▶ _PAGE EXCERPT_
U.S. Rep. Tim Moore, a Republican whose constituents in Burke County include Andrews, voted for the One Big Beautiful Bill. However, he believes critics are misattributing skyrocketing health care costs to the federal piece of legislation, conflating it with the ACA tax credits expiring. Extension of these enhanced premium tax credits took center stage during the federal government shutdown and remains a priority for Democrats before the subsidies sunset at the end of the year.
“Americans are being reminded that the Affordable Care Act was never truly affordable as the COVID-era tax credits expire,” the former North Carolina Speaker of the House told The Paper during the 43-day shutdown. “Senate Democrats are holding hardworking Americans hostage for a short-term fix that fails to solve the long-term cost crisis created by Obamacare.”
According to an analysis from nonprofits Peterson Center on Healthcare and KFF, post-pandemic inflation, increased labor costs, hospital consolidations, increased prescription drug spending, and tariffs are also contributing to overall health care cost increases in 2026.

▶ _WHAT TO PRODUCE_
Extend the news excerpt about rising health care costs and the expiring Affordable Care Act tax credits by writing what follows its last sentence.

▶ _GIVEN RECORDS_
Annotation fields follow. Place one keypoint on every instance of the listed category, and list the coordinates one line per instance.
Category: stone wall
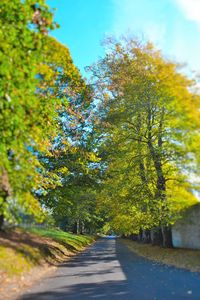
(186, 231)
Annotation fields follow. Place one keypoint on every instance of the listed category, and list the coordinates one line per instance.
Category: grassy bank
(22, 250)
(181, 258)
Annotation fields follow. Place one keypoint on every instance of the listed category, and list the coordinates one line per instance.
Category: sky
(172, 25)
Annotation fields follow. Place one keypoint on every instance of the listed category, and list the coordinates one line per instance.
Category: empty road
(108, 270)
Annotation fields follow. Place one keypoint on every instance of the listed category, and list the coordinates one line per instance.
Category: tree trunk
(78, 226)
(167, 237)
(156, 236)
(1, 221)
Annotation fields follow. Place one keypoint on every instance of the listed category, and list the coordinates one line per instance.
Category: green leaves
(149, 117)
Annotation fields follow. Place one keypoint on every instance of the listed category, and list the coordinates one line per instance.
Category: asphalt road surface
(108, 270)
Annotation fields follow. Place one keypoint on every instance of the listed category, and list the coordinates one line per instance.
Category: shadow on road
(108, 270)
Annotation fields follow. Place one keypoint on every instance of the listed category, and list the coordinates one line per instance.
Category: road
(109, 270)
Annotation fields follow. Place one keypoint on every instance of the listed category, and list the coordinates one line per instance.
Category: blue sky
(172, 25)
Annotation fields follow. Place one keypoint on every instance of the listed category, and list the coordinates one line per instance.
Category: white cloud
(191, 9)
(136, 17)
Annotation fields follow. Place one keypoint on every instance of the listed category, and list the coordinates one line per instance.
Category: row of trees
(120, 152)
(149, 116)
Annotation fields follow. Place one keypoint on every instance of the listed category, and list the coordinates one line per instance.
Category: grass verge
(181, 258)
(22, 250)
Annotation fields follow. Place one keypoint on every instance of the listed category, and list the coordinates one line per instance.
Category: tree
(150, 114)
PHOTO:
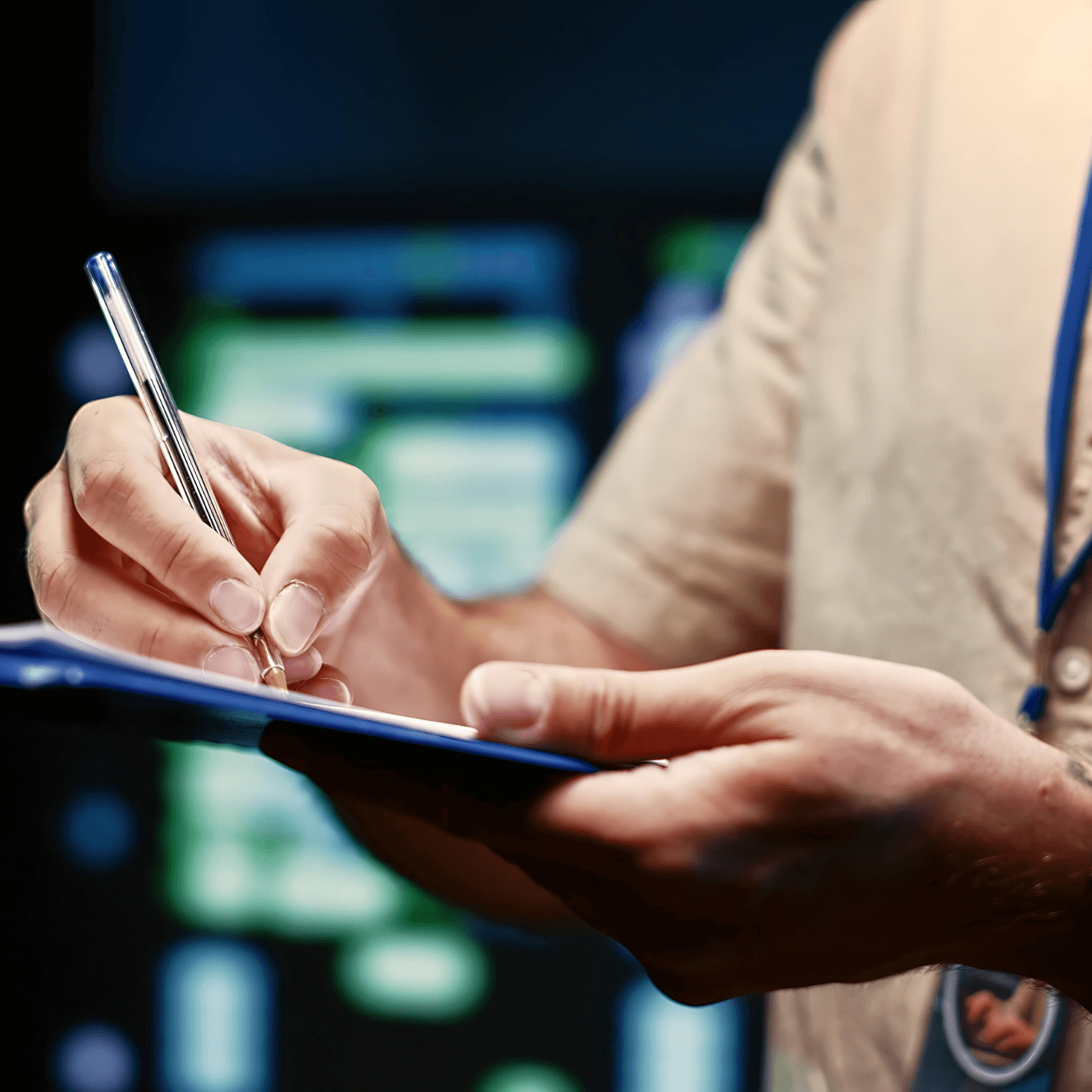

▶ _TASK OUTPUT_
FAILURES AT THE STATE LEVEL
It doesn’t help that the North Carolina General Assembly has also failed to pass the 2025-27 state budget, participating in its own government standoff. The legislative body has blown past its July 1 deadline.
Republican legislators are in a stalemate with North Carolina Governor Josh Stein, a Democrat, over several key points. This includes competing proposals regarding the state’s Medicaid rebase — the cost to cover changes to the number of people enrolled in the program and provide care — and funding for a children’s hospital in Apex.
Burke’s population hovers around 88,000, with 28,762 of its residents enrolled in Medicaid; this means roughly a third of the county’s population is directly impacted by this governmental impasse.
In the meantime, the state’s Department of Health and Human Services (DHHS) is relying on a “mini budget” signed into law by Stein on August 6. The $600 million included to address Medicaid costs falls $319 million short of what DHHS officials claim is needed to fully fund Medicaid.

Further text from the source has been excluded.